TASK STATEMENT => Rescale the entries starting at the first line and going on through the line with "[(83, 135)]": write each of those lines out again, requests included, but multiply every point coordinate in the answers by 0.4 and round it to a whole number, with halves rounded up.

Entries from a point annotation set:
◇ ◇ ◇

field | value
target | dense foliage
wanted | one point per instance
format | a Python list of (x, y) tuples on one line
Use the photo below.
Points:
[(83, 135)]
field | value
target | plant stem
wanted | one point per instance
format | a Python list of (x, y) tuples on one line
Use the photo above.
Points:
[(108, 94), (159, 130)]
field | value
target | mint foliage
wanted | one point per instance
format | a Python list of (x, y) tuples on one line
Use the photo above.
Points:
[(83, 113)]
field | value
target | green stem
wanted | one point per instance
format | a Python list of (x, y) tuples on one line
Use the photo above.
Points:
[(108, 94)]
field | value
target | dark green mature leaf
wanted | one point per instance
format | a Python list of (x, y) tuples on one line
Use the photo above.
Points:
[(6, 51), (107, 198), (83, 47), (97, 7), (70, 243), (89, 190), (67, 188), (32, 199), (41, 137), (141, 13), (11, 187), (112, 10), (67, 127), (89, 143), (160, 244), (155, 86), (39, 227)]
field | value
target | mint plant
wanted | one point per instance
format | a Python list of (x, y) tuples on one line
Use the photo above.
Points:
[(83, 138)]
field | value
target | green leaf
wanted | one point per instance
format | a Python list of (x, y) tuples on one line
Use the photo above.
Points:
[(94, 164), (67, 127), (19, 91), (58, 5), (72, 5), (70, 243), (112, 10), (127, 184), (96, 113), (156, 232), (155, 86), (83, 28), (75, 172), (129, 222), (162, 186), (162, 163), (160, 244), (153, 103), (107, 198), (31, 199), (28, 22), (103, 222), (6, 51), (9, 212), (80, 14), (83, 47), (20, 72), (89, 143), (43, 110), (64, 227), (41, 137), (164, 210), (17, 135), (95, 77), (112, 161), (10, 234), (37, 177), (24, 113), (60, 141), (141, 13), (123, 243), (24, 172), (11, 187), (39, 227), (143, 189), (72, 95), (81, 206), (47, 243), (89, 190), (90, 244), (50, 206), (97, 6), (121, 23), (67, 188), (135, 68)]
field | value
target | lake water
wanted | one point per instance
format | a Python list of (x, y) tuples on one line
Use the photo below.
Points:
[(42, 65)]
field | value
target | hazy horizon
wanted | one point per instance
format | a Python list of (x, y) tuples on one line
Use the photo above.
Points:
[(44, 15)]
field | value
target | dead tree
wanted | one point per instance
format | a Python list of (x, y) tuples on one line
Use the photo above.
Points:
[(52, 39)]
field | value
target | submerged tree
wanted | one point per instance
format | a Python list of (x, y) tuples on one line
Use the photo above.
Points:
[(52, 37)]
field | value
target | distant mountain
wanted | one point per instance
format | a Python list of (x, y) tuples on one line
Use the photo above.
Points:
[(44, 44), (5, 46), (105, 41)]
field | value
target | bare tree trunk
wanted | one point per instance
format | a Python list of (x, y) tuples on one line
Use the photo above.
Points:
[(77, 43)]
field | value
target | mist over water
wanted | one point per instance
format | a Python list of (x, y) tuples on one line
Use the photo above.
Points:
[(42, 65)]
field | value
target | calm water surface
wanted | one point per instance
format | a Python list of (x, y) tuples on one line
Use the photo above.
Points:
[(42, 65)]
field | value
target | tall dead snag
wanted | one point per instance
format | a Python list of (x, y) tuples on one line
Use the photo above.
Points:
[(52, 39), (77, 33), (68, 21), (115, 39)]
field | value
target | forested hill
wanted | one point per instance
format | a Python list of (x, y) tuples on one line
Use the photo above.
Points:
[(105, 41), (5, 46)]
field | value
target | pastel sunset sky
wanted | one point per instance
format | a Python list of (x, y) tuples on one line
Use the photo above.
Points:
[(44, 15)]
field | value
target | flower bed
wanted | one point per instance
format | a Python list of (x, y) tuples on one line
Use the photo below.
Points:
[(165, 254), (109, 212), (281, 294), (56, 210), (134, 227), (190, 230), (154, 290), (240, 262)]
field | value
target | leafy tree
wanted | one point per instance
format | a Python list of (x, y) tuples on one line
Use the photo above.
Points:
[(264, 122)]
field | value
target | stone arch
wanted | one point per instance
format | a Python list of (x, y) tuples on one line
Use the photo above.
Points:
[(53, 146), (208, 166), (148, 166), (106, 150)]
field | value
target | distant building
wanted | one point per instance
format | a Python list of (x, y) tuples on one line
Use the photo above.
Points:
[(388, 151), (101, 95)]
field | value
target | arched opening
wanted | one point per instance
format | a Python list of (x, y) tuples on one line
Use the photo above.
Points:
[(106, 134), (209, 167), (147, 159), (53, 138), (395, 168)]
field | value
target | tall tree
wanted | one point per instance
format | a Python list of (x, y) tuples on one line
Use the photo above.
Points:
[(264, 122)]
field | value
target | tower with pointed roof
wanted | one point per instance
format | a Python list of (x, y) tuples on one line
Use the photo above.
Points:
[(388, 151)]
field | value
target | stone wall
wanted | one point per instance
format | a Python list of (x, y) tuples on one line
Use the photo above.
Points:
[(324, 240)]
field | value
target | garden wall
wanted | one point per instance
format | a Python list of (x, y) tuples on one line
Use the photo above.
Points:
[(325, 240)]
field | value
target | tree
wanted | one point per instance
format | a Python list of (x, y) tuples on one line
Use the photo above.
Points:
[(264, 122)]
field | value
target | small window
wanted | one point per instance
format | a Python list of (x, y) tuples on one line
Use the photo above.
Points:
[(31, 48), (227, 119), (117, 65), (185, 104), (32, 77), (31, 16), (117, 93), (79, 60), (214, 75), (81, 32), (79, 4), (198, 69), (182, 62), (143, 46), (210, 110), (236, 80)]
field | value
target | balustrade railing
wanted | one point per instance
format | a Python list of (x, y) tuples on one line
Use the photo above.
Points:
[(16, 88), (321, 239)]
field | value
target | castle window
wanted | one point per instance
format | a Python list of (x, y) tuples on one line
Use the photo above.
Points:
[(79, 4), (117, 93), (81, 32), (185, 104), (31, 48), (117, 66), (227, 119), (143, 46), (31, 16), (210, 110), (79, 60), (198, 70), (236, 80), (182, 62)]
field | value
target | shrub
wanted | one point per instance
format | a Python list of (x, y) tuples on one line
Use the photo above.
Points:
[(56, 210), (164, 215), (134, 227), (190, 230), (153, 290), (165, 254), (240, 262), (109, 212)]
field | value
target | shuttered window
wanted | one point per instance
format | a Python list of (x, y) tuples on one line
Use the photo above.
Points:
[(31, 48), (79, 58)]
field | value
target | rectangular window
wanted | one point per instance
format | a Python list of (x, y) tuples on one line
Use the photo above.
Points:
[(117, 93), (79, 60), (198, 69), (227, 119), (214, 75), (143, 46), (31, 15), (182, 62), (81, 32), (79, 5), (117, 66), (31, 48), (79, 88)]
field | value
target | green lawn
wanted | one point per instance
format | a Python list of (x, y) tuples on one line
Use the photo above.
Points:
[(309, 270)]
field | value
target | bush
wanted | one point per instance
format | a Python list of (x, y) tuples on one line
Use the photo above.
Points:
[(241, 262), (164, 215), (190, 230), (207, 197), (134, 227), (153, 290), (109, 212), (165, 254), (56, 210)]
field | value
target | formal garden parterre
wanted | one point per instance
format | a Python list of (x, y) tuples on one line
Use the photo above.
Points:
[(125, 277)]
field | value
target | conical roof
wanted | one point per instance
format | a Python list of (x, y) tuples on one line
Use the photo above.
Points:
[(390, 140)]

◇ ◇ ◇

SOLUTION =>
field | value
target | dense foliage
wanted | one point per instance
format | a Python list of (x, y) tuples on one line
Use the photo below.
Points:
[(33, 54)]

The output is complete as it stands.